## ПОСТАНОВКА ЗАДАЧИ 1
Перепишите фрагмент текста о Пантагрюэле, всё от «Гуманизм делал свое» и до «проходил курс наук.», заменив «Пантагрюэлю» на «сыну».

=======

Во второй книге романа (1532), написанной раньше первой, автор повествует о деяниях Пантагрюэля, достойного сына Гаргантюа. Это такой же исполин, могучий и смелый. Гаргантюа, по собственному опыту хорошо знавший, что представляет собой схоластика, позаботился о том, чтобы воспитать его в гуманистическом духе. К тому же и в мире много изменилось с тех пор, как «великий богослов» Тубал Олоферн заставлял юного великана корпеть над всяким схоластическим вздором.
Гуманизм делал свое дело. Телемская обитель не зря была сооружена щедрым Гаргантюа на берегу французской реки. Ренессанс победоносно шагал по миру. На это, между прочим, указывает пространное письмо, который престарелый Гаргантюа направил Пантагрюэлю в Париж, где тот, по примеру своего отца, проходил курс наук.

=======

## ПОСТАНОВКА ЗАДАЧИ 2
Подсчитайте, сколько строк в записях ниже содержат слово «shadow». В ответе укажите только число.

## ИСХОДНЫЕ ЗАПИСИ
=======

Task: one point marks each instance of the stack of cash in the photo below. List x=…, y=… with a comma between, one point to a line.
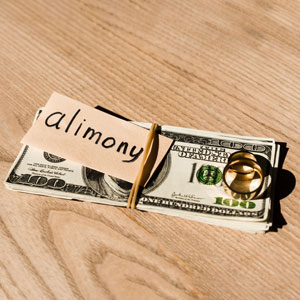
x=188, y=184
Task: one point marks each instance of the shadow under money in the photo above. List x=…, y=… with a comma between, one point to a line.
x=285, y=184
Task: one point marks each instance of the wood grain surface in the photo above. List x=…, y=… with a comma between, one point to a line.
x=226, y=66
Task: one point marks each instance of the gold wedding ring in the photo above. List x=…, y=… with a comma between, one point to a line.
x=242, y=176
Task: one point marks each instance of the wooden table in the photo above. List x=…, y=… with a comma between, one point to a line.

=======

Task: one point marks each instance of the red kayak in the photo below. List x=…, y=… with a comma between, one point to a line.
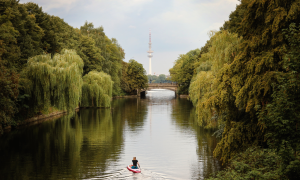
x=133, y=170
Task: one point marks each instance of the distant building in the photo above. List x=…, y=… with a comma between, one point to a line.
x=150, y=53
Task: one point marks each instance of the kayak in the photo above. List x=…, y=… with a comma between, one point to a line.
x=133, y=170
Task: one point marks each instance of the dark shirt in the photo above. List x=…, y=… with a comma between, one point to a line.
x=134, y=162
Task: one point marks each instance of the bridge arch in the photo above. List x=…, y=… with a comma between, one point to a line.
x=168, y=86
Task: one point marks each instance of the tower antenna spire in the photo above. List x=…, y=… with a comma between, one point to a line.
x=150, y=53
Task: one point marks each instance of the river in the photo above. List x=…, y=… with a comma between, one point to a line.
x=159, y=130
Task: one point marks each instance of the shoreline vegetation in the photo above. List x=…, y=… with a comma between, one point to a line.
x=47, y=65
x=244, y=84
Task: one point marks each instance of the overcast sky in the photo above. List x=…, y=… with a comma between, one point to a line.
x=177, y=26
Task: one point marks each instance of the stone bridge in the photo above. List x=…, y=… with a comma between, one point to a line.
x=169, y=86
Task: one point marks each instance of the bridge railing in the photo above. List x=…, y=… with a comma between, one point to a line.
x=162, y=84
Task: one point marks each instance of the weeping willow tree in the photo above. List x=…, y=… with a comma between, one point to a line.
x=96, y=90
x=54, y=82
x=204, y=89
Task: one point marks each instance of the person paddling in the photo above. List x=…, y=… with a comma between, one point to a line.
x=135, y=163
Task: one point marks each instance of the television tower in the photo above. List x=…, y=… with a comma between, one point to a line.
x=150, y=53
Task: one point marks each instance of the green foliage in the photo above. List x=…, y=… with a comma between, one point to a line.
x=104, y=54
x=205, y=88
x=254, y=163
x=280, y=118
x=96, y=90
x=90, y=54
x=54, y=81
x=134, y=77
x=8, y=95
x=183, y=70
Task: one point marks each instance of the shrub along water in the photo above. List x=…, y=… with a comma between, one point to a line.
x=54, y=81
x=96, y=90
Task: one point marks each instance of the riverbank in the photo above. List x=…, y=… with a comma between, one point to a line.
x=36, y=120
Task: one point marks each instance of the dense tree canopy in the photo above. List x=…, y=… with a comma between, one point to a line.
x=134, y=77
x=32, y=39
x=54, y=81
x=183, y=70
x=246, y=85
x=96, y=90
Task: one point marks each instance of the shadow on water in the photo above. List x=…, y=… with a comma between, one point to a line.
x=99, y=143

=======

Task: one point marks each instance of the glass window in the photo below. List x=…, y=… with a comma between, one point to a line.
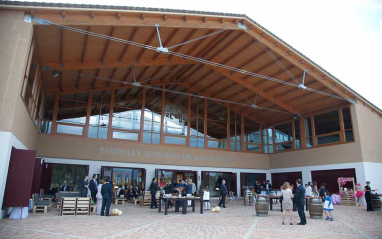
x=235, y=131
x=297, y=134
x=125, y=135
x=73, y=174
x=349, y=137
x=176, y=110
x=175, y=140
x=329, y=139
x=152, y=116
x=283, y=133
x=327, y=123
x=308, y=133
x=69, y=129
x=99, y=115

=======

## ПОЛНЫЙ ОТВЕТ 1
Гуманизм делал свое дело. Телемская обитель не зря была сооружена щедрым Гаргантюа на берегу французской реки. Ренессанс победоносно шагал по миру. На это, между прочим, указывает пространное письмо, который престарелый Гаргантюа направил сыну в Париж, где тот, по примеру своего отца, проходил курс наук.

## ПОЛНЫЙ ОТВЕТ 2
2